### [EXERCISE AIM]
Please revise the material below by changing "Emitted" to "Predicted" everywhere it occurs, leaving everything else as it is.

***** RECORDED DATA *****

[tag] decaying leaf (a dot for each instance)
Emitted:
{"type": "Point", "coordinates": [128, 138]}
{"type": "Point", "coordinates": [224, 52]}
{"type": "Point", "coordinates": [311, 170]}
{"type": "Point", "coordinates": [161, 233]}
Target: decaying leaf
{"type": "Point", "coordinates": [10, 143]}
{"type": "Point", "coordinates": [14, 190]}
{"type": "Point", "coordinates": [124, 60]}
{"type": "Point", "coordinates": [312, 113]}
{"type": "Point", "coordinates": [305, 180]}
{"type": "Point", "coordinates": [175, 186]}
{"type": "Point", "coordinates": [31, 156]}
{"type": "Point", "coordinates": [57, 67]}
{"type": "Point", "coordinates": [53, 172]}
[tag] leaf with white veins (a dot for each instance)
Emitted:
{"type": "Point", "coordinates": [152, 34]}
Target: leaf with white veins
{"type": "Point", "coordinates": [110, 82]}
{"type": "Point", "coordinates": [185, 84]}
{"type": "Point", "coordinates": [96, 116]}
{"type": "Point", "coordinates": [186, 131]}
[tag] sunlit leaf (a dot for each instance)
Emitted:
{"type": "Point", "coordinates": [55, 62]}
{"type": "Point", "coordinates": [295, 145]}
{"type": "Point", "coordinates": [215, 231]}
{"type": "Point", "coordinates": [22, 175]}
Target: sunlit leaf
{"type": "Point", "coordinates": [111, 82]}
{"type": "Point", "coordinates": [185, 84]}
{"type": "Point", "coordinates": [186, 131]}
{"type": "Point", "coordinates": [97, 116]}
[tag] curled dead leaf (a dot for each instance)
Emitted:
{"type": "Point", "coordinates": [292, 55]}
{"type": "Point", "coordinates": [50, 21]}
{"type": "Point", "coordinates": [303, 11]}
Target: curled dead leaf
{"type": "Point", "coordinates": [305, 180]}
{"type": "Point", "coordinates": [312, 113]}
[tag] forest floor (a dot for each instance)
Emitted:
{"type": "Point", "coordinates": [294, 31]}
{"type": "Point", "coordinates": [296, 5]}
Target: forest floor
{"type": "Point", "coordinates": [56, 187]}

*****

### [ANSWER TO THE EXERCISE]
[tag] decaying leaf (a dot for each instance)
Predicted:
{"type": "Point", "coordinates": [128, 138]}
{"type": "Point", "coordinates": [224, 52]}
{"type": "Point", "coordinates": [311, 170]}
{"type": "Point", "coordinates": [161, 233]}
Target: decaying leaf
{"type": "Point", "coordinates": [10, 143]}
{"type": "Point", "coordinates": [14, 190]}
{"type": "Point", "coordinates": [124, 60]}
{"type": "Point", "coordinates": [312, 113]}
{"type": "Point", "coordinates": [305, 180]}
{"type": "Point", "coordinates": [175, 186]}
{"type": "Point", "coordinates": [31, 156]}
{"type": "Point", "coordinates": [57, 67]}
{"type": "Point", "coordinates": [53, 172]}
[tag] leaf with white veins (a dot for each instance)
Predicted:
{"type": "Point", "coordinates": [152, 34]}
Target: leaf with white veins
{"type": "Point", "coordinates": [110, 82]}
{"type": "Point", "coordinates": [185, 84]}
{"type": "Point", "coordinates": [96, 116]}
{"type": "Point", "coordinates": [186, 131]}
[tag] sunlit leaf (a dot for each instance)
Predicted:
{"type": "Point", "coordinates": [55, 62]}
{"type": "Point", "coordinates": [295, 145]}
{"type": "Point", "coordinates": [215, 231]}
{"type": "Point", "coordinates": [22, 175]}
Target: sunlit leaf
{"type": "Point", "coordinates": [111, 82]}
{"type": "Point", "coordinates": [185, 84]}
{"type": "Point", "coordinates": [186, 131]}
{"type": "Point", "coordinates": [97, 116]}
[tag] curled dead leaf (a dot for each instance)
Predicted:
{"type": "Point", "coordinates": [292, 55]}
{"type": "Point", "coordinates": [50, 21]}
{"type": "Point", "coordinates": [303, 11]}
Target: curled dead leaf
{"type": "Point", "coordinates": [305, 180]}
{"type": "Point", "coordinates": [312, 113]}
[tag] forest floor (a dot for each instance)
Predicted:
{"type": "Point", "coordinates": [294, 31]}
{"type": "Point", "coordinates": [296, 5]}
Target: forest floor
{"type": "Point", "coordinates": [56, 187]}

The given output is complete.